Your assignment: From the blog post about handwriting, copy out word for word the passage that starts with "Life is crowned" and goes on through "a lightning bolt.".

Text provided:
────────
Life is crowned with the indomitable spirit that surmounts the issues so insurmountable.

Much More Than Just Handwriting

They say that one’s handwriting is a defining element of one’s character, and if there’s someone who believes that, it’s got to be me.

I was looking for my own signature style, something so distinguishable that it would give away my identity at first glance, and I finally developed it- thin and pointy like the canines of a vampire with the slash on the ‘t’ extending from a point to infinity. Looking at my handwriting is like looking at a cardiograph or a lightning bolt.

You might wonder for what I’m blogging about something like my handwriting. Well, in case the opening sentence slipped your mind, I suggest you read it once more.

People have paid my handwriting numerous compliments and criticisms such as:

  • “It’s so unique. I can tell it’s yours anywhere.”
  • “It’s neat, but I can’t understand it.”
  • “If you write like this, people won’t have the patience to decipher what’s written.”
  • “No one’s going to understand it, so you’d better change it.”

It hit me like a brick to the head one day that my handwriting and my character coincided in more ways than just one. For instance, my quirks and my personality earned me the title of “one of a kind” among my peers and instructresses; my eccentricities and mannerisms are sometimes unfathomable to third persons, just like my handwriting, but I was liked and appreciated all the same.

I’ve decided to never change either my handwriting or my character because though there are people who want me to change it simply because they don’t understand it, there will come along some brilliant few who will care to understand it, be what it may, just because it’s mine and I’m me.

(And yes, that is indeed my handwriting in the image.)

Some Passion Called “Writing”
────────
Material supplied:
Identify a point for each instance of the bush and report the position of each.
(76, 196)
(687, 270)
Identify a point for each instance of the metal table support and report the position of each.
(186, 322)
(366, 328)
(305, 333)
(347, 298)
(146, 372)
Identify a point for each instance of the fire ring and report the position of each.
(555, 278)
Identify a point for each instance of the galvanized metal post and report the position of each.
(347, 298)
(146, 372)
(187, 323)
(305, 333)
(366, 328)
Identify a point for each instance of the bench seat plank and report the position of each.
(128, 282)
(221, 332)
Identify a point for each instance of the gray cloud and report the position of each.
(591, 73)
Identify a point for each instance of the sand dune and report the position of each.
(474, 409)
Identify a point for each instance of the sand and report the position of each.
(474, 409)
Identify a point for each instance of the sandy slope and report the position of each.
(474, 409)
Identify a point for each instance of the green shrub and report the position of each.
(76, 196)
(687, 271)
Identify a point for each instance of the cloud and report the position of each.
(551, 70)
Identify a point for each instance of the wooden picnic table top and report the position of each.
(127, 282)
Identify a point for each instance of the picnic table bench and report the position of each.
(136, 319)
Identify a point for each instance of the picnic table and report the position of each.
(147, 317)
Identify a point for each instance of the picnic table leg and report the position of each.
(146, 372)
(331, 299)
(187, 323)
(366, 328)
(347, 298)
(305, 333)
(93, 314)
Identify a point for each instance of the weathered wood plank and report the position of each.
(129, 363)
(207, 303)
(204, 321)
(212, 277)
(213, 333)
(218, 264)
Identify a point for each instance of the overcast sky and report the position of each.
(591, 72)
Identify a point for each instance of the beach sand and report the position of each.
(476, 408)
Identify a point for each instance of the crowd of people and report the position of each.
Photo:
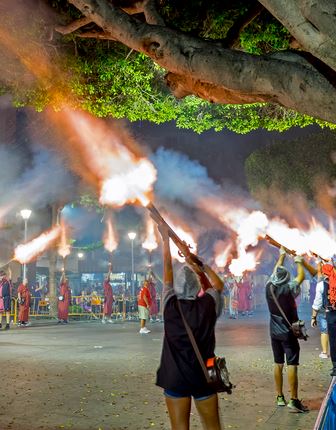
────────
Task solution:
Life is crowned with the indomitable spirit that surmounts the issues so insurmountable.

Much More Than Just Handwriting

They say that one’s handwriting is a defining element of one’s character, and if there’s someone who believes that, it’s got to be me.

I was looking for my own signature style, something so distinguishable that it would give away my identity at first glance, and I finally developed it- thin and pointy like the canines of a vampire with the slash on the ‘t’ extending from a point to infinity. Looking at my handwriting is like looking at a cardiograph or a lightning bolt.